RECORDS SHOWN
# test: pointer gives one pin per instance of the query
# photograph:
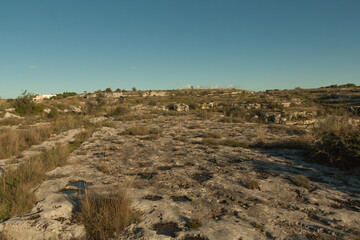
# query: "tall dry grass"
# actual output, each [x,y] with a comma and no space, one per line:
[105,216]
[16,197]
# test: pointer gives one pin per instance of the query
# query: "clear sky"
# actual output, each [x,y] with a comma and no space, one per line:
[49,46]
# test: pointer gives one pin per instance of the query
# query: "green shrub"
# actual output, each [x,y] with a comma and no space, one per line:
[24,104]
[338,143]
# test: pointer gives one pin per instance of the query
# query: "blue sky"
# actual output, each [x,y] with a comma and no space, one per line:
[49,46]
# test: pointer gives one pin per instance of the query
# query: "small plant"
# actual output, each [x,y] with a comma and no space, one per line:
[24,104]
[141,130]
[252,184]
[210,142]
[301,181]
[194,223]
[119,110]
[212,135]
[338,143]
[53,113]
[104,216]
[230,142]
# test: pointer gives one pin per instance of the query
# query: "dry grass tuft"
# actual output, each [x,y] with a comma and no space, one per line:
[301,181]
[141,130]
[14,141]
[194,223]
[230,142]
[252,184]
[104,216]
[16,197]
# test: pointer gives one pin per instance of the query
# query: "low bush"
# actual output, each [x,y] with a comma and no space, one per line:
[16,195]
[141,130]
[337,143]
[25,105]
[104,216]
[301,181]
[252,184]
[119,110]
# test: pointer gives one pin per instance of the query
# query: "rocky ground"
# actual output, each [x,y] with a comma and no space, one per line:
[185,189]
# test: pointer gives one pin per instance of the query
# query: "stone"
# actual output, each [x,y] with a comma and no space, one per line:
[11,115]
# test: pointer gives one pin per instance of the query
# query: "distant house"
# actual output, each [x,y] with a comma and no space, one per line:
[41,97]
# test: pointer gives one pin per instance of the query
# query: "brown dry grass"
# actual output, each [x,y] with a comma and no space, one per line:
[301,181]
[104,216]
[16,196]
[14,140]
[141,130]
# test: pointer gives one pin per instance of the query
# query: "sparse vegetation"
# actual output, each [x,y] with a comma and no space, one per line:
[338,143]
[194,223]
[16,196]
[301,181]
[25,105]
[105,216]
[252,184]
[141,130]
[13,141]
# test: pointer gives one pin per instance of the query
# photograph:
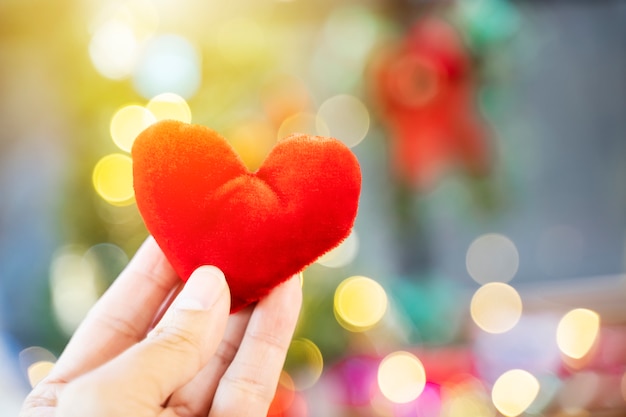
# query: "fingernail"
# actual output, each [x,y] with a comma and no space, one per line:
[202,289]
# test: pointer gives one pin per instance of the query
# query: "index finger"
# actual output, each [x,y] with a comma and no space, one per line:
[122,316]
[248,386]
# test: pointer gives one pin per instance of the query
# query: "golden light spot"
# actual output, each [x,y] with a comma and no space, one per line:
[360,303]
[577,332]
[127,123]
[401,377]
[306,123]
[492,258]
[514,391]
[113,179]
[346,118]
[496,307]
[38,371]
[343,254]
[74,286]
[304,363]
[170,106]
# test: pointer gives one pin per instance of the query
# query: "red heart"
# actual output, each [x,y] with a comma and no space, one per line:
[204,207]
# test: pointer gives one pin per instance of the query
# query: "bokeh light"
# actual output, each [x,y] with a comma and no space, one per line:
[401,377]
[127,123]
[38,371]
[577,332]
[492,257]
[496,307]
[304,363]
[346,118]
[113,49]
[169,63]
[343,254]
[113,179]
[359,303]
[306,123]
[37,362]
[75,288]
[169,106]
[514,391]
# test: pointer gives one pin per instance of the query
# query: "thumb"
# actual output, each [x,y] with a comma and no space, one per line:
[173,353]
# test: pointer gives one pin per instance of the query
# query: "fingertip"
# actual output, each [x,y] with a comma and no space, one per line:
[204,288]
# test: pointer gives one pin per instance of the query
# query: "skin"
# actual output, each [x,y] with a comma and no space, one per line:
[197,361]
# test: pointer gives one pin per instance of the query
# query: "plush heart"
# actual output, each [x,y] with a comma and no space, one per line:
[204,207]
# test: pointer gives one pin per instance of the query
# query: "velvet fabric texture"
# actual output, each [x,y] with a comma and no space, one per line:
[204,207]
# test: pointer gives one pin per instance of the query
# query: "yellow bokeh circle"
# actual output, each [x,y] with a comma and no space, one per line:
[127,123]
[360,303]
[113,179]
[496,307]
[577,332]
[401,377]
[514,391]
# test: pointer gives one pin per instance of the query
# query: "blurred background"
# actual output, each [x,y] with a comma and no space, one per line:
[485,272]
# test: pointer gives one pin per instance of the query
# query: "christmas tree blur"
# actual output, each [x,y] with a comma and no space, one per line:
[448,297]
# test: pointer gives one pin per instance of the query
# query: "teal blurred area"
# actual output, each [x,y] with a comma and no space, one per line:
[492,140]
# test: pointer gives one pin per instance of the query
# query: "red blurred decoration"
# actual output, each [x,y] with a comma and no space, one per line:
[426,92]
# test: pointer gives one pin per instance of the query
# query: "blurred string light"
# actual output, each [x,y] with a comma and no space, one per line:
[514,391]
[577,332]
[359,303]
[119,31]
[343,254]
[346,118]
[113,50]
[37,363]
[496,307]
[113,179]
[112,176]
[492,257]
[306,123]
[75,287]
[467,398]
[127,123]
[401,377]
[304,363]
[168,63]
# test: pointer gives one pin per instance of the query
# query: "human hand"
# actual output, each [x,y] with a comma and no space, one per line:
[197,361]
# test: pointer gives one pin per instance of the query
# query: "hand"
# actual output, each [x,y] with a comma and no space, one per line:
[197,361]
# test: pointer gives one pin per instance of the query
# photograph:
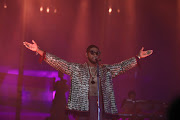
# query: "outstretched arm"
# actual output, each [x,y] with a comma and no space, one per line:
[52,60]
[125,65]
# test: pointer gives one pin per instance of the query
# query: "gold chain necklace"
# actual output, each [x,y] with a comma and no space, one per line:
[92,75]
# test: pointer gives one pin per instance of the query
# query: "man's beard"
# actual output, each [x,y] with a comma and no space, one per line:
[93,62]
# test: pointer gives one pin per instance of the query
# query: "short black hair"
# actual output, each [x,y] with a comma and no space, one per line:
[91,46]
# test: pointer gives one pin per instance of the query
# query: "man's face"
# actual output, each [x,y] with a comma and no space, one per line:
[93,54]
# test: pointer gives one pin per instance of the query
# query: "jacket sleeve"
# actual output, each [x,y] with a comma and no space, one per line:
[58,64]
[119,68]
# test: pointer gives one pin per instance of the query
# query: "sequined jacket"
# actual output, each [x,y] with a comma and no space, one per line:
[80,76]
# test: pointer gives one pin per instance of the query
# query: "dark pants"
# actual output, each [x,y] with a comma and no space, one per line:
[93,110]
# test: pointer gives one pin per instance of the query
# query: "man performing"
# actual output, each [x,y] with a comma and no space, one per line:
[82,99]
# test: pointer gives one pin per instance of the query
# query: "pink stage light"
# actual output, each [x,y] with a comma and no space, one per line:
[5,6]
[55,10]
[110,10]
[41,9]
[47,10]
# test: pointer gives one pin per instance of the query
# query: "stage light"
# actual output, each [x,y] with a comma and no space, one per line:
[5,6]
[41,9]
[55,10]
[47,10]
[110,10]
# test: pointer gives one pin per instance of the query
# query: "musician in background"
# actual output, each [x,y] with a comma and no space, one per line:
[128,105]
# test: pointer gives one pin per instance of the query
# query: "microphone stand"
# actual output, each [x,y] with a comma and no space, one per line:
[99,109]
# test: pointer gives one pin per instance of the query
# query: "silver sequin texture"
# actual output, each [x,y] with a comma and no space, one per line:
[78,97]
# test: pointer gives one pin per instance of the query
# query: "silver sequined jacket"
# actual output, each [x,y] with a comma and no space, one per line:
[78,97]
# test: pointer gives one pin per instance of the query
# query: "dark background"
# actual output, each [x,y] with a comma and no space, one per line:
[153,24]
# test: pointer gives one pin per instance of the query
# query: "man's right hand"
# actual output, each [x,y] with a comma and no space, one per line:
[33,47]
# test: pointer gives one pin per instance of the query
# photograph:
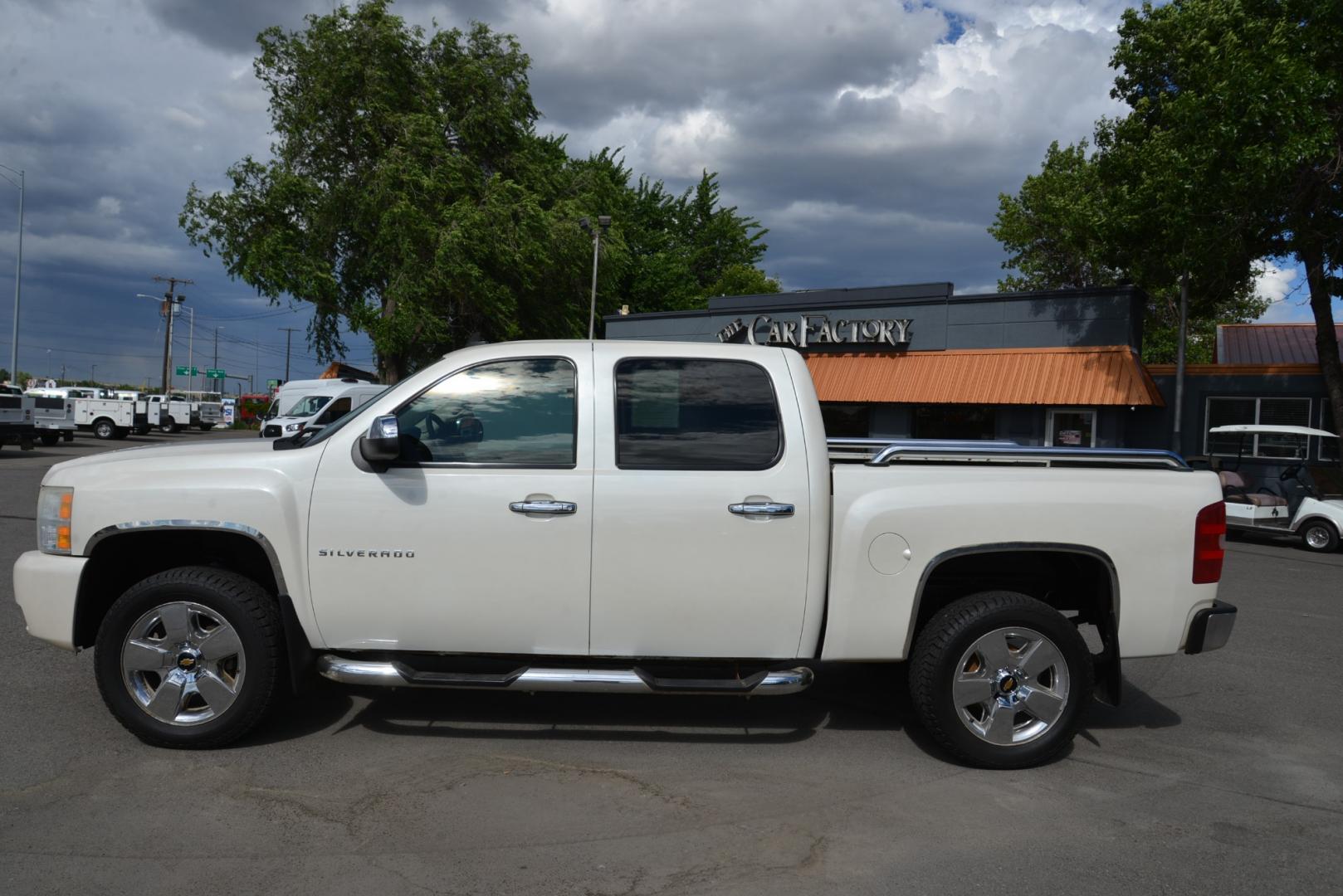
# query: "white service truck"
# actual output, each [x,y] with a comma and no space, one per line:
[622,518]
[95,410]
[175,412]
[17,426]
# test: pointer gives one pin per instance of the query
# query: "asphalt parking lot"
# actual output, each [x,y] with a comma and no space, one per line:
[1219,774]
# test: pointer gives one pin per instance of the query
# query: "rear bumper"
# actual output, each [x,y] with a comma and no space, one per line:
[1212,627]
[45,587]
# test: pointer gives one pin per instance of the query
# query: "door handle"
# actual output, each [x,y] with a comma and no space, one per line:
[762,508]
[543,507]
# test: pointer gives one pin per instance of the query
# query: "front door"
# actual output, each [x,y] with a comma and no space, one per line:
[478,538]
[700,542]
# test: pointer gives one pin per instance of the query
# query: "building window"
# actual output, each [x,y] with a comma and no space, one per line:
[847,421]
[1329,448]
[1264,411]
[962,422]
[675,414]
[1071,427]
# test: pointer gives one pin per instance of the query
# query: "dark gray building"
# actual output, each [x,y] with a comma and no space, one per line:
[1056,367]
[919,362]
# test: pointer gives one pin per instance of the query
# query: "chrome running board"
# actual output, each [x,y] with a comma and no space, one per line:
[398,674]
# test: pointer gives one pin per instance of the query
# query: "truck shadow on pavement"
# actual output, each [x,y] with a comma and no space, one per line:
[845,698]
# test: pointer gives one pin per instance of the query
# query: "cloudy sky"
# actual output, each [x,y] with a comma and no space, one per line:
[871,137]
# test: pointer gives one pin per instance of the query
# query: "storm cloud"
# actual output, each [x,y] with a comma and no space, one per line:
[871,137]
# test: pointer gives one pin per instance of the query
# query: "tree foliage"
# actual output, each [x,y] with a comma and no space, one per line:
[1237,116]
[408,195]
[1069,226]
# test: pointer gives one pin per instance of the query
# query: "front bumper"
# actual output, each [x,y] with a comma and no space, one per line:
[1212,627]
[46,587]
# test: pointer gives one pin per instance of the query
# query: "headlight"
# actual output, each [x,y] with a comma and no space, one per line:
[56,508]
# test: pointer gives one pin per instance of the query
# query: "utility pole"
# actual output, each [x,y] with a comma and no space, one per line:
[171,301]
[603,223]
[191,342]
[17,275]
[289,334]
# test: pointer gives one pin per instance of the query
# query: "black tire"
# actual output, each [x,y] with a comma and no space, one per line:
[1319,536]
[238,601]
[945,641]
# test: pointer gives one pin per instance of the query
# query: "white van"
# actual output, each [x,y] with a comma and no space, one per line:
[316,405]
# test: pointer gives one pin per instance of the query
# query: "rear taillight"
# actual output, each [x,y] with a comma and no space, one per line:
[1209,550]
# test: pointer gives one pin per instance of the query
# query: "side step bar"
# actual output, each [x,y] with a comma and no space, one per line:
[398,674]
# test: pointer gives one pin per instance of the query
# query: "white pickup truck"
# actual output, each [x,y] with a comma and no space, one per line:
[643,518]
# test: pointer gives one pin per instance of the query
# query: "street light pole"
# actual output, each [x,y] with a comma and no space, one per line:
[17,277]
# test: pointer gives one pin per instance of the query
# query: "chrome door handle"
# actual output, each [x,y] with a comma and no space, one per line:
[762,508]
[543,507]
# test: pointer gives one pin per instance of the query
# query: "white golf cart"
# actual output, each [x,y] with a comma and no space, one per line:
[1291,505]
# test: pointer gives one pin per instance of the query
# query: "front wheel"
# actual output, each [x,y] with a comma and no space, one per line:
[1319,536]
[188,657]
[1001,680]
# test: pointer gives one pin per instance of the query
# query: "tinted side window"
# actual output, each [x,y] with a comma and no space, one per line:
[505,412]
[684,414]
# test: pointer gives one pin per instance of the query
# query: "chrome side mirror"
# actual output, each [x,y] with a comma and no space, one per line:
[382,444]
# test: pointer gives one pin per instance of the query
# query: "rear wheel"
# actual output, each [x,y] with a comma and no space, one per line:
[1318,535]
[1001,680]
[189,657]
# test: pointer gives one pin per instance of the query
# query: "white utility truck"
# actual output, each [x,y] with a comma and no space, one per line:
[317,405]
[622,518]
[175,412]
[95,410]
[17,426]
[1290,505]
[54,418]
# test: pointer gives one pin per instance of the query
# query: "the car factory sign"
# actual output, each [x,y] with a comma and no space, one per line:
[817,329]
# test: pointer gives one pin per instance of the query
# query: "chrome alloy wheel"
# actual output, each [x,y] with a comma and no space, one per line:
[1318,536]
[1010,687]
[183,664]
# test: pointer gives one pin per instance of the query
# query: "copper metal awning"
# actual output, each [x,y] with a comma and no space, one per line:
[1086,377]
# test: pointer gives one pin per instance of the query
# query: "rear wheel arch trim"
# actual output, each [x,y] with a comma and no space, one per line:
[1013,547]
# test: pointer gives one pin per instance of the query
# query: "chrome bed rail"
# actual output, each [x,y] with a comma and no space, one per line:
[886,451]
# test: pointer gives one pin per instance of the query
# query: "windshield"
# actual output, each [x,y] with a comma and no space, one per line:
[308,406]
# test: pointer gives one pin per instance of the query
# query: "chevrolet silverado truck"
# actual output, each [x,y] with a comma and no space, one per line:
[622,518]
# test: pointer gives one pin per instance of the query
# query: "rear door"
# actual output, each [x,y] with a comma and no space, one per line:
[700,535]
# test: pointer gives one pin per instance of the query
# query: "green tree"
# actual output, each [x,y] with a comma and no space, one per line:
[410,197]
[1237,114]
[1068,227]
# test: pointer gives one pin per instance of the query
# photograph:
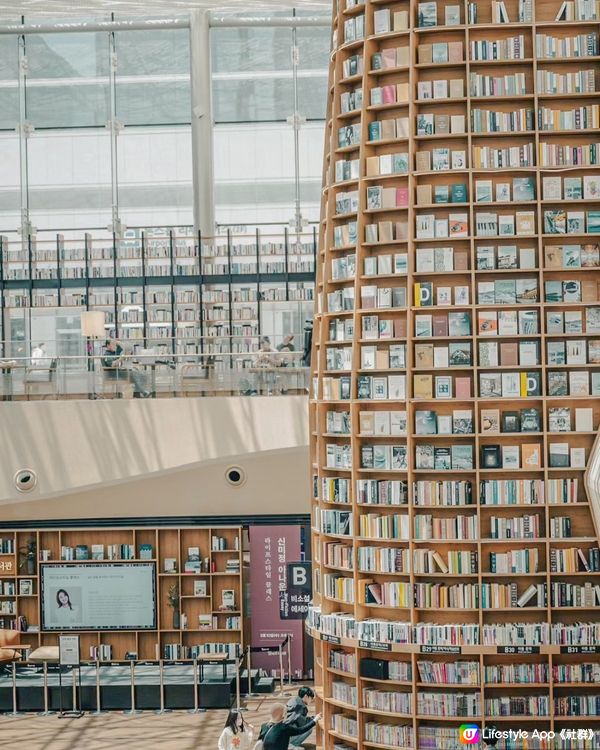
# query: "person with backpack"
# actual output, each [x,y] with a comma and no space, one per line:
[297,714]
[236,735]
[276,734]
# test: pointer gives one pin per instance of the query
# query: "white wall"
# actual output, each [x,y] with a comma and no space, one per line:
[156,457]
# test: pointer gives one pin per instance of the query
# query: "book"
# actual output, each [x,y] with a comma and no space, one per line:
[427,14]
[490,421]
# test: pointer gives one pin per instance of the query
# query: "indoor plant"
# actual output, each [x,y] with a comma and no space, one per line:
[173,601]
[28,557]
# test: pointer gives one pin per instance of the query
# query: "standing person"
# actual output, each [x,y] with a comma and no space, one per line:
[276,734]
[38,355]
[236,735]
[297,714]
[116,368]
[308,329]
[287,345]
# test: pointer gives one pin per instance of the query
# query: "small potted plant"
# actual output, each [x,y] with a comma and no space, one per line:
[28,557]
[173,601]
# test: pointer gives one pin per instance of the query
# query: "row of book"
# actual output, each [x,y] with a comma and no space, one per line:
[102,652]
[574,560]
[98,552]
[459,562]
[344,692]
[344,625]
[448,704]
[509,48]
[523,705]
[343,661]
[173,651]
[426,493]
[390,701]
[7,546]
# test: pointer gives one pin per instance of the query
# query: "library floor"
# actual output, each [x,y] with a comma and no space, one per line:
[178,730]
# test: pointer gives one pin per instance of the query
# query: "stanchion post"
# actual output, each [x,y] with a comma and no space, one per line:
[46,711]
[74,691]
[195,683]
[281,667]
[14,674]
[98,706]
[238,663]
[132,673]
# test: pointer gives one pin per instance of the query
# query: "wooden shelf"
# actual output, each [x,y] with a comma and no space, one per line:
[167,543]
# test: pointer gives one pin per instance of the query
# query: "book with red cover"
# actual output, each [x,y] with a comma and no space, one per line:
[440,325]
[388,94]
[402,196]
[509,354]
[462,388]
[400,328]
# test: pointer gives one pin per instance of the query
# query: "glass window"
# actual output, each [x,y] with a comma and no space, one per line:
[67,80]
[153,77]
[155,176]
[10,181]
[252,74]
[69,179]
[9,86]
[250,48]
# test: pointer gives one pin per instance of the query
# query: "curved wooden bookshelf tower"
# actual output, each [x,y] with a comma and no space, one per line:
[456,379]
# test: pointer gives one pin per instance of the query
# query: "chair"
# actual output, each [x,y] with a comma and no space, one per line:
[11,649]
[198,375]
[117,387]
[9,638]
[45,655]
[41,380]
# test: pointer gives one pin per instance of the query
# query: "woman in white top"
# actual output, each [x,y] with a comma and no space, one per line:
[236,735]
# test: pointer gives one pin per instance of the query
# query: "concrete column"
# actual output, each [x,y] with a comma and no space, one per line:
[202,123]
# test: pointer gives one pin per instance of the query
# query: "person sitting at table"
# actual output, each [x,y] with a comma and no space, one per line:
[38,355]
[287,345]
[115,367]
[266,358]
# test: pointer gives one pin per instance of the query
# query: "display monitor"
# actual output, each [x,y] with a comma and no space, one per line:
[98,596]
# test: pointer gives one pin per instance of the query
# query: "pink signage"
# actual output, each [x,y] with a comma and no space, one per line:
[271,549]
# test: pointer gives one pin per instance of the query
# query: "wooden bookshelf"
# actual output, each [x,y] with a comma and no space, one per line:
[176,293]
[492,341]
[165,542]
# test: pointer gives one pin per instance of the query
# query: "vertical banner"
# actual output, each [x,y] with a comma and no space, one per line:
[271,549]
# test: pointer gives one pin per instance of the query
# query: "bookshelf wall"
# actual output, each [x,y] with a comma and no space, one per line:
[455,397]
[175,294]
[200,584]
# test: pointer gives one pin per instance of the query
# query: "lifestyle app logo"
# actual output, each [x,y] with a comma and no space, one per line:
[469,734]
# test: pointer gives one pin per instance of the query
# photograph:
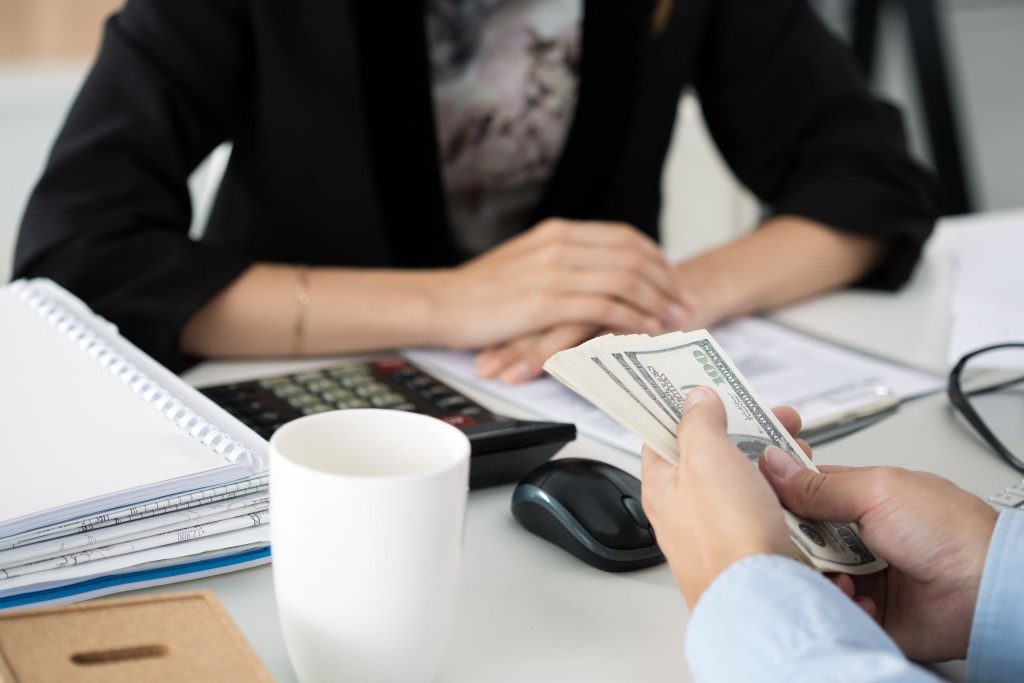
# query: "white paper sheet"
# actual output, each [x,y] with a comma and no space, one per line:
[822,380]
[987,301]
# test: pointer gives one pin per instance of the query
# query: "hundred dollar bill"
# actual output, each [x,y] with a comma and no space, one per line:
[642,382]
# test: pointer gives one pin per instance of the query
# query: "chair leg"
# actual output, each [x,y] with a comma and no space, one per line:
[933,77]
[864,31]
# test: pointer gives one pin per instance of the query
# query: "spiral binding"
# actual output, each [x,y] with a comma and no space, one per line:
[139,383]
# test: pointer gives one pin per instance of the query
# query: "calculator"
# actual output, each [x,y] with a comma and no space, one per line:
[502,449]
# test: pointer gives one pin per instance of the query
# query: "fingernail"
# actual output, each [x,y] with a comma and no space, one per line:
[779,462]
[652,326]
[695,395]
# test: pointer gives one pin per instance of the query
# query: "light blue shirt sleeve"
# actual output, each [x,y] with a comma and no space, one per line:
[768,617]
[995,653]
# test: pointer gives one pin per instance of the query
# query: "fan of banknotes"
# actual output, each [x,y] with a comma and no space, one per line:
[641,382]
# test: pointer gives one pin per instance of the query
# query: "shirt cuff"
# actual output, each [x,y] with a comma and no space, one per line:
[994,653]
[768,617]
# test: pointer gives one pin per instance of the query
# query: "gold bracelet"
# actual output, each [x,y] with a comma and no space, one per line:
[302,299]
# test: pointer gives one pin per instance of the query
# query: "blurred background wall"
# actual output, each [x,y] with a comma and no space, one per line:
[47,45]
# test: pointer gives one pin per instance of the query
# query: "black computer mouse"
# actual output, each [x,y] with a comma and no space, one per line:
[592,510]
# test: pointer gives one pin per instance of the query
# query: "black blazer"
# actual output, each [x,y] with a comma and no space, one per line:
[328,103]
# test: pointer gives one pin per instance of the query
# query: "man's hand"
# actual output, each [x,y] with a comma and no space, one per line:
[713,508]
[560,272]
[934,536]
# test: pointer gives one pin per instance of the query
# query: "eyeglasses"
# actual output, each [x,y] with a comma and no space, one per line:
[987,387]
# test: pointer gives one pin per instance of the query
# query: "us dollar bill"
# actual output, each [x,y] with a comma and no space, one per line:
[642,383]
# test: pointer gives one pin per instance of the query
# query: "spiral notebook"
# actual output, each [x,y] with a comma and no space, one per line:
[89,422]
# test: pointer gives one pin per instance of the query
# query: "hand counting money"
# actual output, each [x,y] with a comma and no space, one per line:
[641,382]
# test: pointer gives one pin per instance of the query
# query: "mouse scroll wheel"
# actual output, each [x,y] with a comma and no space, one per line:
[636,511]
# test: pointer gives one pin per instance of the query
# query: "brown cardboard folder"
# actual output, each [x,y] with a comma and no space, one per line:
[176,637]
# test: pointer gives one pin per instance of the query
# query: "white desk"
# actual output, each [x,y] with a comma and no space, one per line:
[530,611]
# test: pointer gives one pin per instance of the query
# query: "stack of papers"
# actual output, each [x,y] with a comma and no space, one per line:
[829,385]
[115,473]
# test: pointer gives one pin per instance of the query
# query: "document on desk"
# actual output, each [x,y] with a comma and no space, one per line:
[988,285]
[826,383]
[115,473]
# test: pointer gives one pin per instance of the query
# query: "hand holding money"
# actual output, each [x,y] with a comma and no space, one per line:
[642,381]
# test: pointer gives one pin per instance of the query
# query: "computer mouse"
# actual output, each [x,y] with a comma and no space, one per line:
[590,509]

TASK INSTRUCTIONS
Pull out every line of the entries above that contains the word "stage", with case counting.

OUTPUT
# query: "pink stage light"
# query: "stage light"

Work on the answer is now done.